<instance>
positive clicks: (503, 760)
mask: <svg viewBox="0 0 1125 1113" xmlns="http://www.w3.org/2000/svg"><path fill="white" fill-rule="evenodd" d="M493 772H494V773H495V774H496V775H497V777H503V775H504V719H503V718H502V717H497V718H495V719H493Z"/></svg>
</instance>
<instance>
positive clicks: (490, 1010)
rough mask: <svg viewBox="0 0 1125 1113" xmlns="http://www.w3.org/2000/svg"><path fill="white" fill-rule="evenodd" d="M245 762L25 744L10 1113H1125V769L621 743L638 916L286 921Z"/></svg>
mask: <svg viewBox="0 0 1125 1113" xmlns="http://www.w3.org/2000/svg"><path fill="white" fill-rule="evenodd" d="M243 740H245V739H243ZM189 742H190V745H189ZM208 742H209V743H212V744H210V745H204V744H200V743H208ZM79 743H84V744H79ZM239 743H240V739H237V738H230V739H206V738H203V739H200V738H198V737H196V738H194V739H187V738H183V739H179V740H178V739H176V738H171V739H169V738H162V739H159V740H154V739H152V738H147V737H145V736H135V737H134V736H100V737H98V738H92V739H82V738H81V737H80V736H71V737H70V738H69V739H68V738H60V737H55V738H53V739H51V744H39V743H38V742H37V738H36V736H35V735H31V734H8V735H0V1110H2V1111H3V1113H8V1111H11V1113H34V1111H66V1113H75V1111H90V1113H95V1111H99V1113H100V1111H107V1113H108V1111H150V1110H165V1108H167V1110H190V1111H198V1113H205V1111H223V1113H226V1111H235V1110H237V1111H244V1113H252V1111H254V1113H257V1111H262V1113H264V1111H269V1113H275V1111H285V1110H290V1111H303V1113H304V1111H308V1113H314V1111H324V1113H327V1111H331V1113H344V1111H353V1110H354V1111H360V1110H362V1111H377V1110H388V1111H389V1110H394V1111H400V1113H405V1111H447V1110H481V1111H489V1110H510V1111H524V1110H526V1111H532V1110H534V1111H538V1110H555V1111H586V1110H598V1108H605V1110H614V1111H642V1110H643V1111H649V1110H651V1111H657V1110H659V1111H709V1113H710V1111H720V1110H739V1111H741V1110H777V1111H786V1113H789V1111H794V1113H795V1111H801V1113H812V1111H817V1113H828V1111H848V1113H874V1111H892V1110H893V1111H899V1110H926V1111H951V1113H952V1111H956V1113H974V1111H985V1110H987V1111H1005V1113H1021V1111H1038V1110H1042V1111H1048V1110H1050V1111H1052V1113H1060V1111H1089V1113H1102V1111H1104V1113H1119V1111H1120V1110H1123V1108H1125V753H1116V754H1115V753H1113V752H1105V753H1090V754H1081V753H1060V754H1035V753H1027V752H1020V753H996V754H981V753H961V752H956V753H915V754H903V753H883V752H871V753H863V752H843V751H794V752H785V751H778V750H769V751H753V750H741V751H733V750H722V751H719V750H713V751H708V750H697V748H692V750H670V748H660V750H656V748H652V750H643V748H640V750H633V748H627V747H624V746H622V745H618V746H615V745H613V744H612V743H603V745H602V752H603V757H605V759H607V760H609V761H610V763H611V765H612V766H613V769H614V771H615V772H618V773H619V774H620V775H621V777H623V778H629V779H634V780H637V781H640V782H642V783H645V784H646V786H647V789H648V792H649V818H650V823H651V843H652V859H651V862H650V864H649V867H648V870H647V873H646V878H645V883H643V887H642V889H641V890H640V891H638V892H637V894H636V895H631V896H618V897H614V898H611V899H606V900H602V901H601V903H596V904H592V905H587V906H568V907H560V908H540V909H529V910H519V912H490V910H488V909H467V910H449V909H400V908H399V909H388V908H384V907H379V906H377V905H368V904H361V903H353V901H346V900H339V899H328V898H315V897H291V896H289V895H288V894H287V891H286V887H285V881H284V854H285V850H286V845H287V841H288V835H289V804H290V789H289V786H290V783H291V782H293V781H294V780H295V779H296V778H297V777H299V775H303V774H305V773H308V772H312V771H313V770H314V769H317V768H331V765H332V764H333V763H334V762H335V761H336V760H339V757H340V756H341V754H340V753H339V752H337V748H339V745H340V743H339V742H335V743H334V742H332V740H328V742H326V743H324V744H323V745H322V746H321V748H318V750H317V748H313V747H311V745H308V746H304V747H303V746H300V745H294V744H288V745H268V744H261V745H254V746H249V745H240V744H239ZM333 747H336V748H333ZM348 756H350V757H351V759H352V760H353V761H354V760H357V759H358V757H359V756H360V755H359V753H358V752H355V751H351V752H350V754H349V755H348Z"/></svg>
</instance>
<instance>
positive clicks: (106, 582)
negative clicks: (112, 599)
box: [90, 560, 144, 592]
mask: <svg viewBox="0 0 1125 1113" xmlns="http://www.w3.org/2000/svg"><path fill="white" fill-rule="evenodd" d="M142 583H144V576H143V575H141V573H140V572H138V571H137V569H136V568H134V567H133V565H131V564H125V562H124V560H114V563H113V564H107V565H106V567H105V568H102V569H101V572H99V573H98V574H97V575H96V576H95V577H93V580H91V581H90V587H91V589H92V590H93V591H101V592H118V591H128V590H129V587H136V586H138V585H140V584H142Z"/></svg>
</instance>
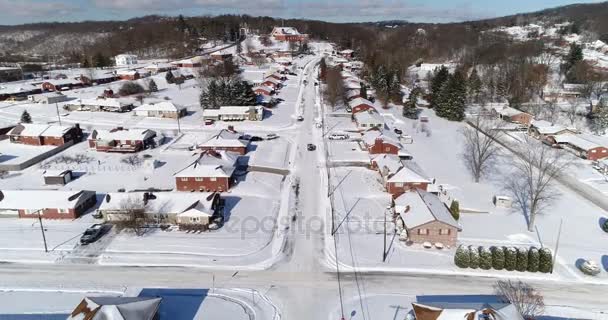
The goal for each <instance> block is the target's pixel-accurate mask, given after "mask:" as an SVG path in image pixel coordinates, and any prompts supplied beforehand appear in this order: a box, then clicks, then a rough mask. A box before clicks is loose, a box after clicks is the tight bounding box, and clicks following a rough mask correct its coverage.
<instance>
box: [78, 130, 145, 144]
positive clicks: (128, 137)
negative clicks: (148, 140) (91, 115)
mask: <svg viewBox="0 0 608 320" xmlns="http://www.w3.org/2000/svg"><path fill="white" fill-rule="evenodd" d="M155 135H156V132H155V131H153V130H150V129H118V128H116V129H112V130H103V129H95V130H93V132H92V133H91V136H90V137H89V140H105V141H112V140H116V141H119V140H130V141H144V140H147V139H150V138H152V137H154V136H155Z"/></svg>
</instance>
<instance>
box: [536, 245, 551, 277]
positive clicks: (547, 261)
mask: <svg viewBox="0 0 608 320" xmlns="http://www.w3.org/2000/svg"><path fill="white" fill-rule="evenodd" d="M539 254H540V257H539V259H538V260H539V262H538V271H540V272H543V273H549V272H551V270H552V269H553V255H552V254H551V250H549V249H548V248H542V249H540V250H539Z"/></svg>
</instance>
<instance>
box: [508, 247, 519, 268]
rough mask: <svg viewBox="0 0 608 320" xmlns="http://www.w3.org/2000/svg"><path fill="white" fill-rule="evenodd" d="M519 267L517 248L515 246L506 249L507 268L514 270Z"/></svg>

◆ **Task prompt**: Give back each entry exactly as it appears. Leave pictures out.

◆ **Response to the task**:
<instance>
positive clicks: (503, 760)
mask: <svg viewBox="0 0 1125 1113" xmlns="http://www.w3.org/2000/svg"><path fill="white" fill-rule="evenodd" d="M493 772H494V773H495V774H496V775H497V777H503V775H504V719H503V718H502V717H497V718H495V719H493Z"/></svg>
</instance>
<instance>
positive clicks: (490, 1010)
rough mask: <svg viewBox="0 0 1125 1113" xmlns="http://www.w3.org/2000/svg"><path fill="white" fill-rule="evenodd" d="M245 762L25 744L10 1113H1125V769L621 743L638 916L286 921Z"/></svg>
mask: <svg viewBox="0 0 1125 1113" xmlns="http://www.w3.org/2000/svg"><path fill="white" fill-rule="evenodd" d="M243 740H245V739H243ZM189 742H190V745H189ZM208 742H209V743H212V744H210V745H204V744H200V743H208ZM79 743H84V744H79ZM239 743H240V739H237V738H230V739H206V738H203V739H200V738H198V737H196V738H194V739H187V738H183V739H179V740H178V739H176V738H171V739H169V738H162V739H159V740H154V739H152V738H147V737H145V736H135V737H134V736H100V737H98V738H92V739H82V738H81V737H80V736H71V737H70V738H69V739H68V738H60V737H55V738H53V739H51V744H39V743H38V742H37V738H36V736H35V735H31V734H8V735H0V1110H2V1111H3V1113H8V1111H11V1113H34V1111H66V1113H75V1111H90V1113H95V1111H99V1113H100V1111H107V1113H108V1111H150V1110H165V1108H167V1110H190V1111H198V1113H205V1111H223V1113H226V1111H235V1110H237V1111H244V1113H252V1111H254V1113H257V1111H262V1113H264V1111H269V1113H275V1111H285V1110H290V1111H303V1113H304V1111H308V1113H314V1111H324V1113H327V1111H331V1113H344V1111H353V1110H354V1111H360V1110H362V1111H377V1110H388V1111H389V1110H394V1111H400V1113H405V1111H447V1110H481V1111H489V1110H510V1111H524V1110H526V1111H532V1110H534V1111H538V1110H555V1111H586V1110H598V1108H605V1110H614V1111H642V1110H643V1111H649V1110H651V1111H657V1110H659V1111H709V1113H710V1111H720V1110H739V1111H741V1110H777V1111H786V1113H789V1111H794V1113H795V1111H801V1113H812V1111H817V1113H828V1111H848V1113H874V1111H892V1110H893V1111H899V1110H926V1111H951V1113H952V1111H956V1113H974V1111H985V1110H987V1111H1005V1113H1021V1111H1038V1110H1042V1111H1048V1110H1050V1111H1052V1113H1060V1111H1089V1113H1102V1111H1104V1113H1119V1111H1120V1110H1123V1108H1125V753H1116V754H1115V753H1113V752H1105V753H1090V754H1081V753H1060V754H1035V753H1027V752H1020V753H996V754H981V753H961V752H956V753H915V754H903V753H883V752H871V753H863V752H843V751H794V752H785V751H778V750H769V751H753V750H741V751H733V750H722V751H719V750H713V751H708V750H697V748H692V750H670V748H660V750H656V748H652V750H643V748H640V750H633V748H627V747H624V746H622V745H618V746H615V745H613V744H612V743H603V745H602V752H603V757H605V759H607V760H609V761H610V763H611V765H612V766H613V769H614V771H615V772H618V773H619V774H620V775H621V777H623V778H629V779H634V780H637V781H640V782H642V783H645V784H646V786H647V789H648V792H649V818H650V823H651V843H652V859H651V862H650V864H649V867H648V870H647V873H646V878H645V883H643V887H642V889H641V890H640V891H638V892H637V894H636V895H631V896H618V897H614V898H611V899H606V900H602V901H601V903H596V904H592V905H587V906H568V907H560V908H540V909H529V910H519V912H490V910H488V909H467V910H449V909H400V908H399V909H388V908H384V907H379V906H377V905H368V904H361V903H353V901H346V900H339V899H328V898H315V897H291V896H289V895H288V894H287V891H286V887H285V881H284V854H285V850H286V845H287V841H288V835H289V804H290V789H289V786H290V783H291V782H293V781H294V780H295V779H296V778H297V777H299V775H303V774H305V773H308V772H312V771H313V770H314V769H317V768H331V765H332V764H333V763H334V762H335V761H336V760H339V757H340V756H341V754H340V753H339V752H337V748H339V745H340V743H339V742H335V743H334V742H332V740H328V742H326V743H324V744H323V745H322V746H321V748H318V750H317V748H313V747H311V745H308V746H304V747H303V746H300V745H294V744H288V745H268V744H261V745H254V746H249V745H240V744H239ZM333 747H336V748H333ZM348 756H350V757H351V759H352V760H353V761H354V760H357V759H358V757H359V756H360V755H359V753H358V752H355V751H351V752H350V754H349V755H348Z"/></svg>
</instance>
<instance>
positive clicks: (106, 582)
negative clicks: (112, 599)
box: [90, 560, 144, 592]
mask: <svg viewBox="0 0 1125 1113" xmlns="http://www.w3.org/2000/svg"><path fill="white" fill-rule="evenodd" d="M142 583H144V576H143V575H141V573H140V572H138V571H137V569H136V568H134V567H133V565H131V564H125V562H124V560H114V563H113V564H107V565H106V567H105V568H102V569H101V572H99V573H98V574H97V575H96V576H95V577H93V580H91V581H90V587H91V589H92V590H93V591H101V592H118V591H128V590H129V587H136V586H138V585H140V584H142Z"/></svg>
</instance>
The goal for each <instance> block is the target's pixel-accurate mask, given after "mask:" as an SVG path in image pixel coordinates, and any prompts supplied beforehand appear in this order: a box, then clicks, then a rough mask. A box before clicks is loose, a box after clicks is the tight bounding box, and clicks following a rough mask correct its coverage.
<instance>
box: [78, 130, 145, 144]
positive clicks: (128, 137)
negative clicks: (148, 140) (91, 115)
mask: <svg viewBox="0 0 608 320" xmlns="http://www.w3.org/2000/svg"><path fill="white" fill-rule="evenodd" d="M155 135H156V132H155V131H153V130H150V129H118V128H116V129H112V130H103V129H95V130H93V132H92V133H91V136H90V137H89V140H105V141H112V140H116V141H119V140H130V141H144V140H147V139H150V138H152V137H154V136H155Z"/></svg>
</instance>
<instance>
box: [536, 245, 551, 277]
positive clicks: (547, 261)
mask: <svg viewBox="0 0 608 320" xmlns="http://www.w3.org/2000/svg"><path fill="white" fill-rule="evenodd" d="M539 254H540V257H539V259H538V260H539V262H538V271H540V272H543V273H549V272H551V270H552V269H553V255H552V254H551V250H549V249H548V248H542V249H540V250H539Z"/></svg>
</instance>
<instance>
box: [508, 247, 519, 268]
rough mask: <svg viewBox="0 0 608 320" xmlns="http://www.w3.org/2000/svg"><path fill="white" fill-rule="evenodd" d="M519 267L517 248L515 246L506 249L507 268L514 270Z"/></svg>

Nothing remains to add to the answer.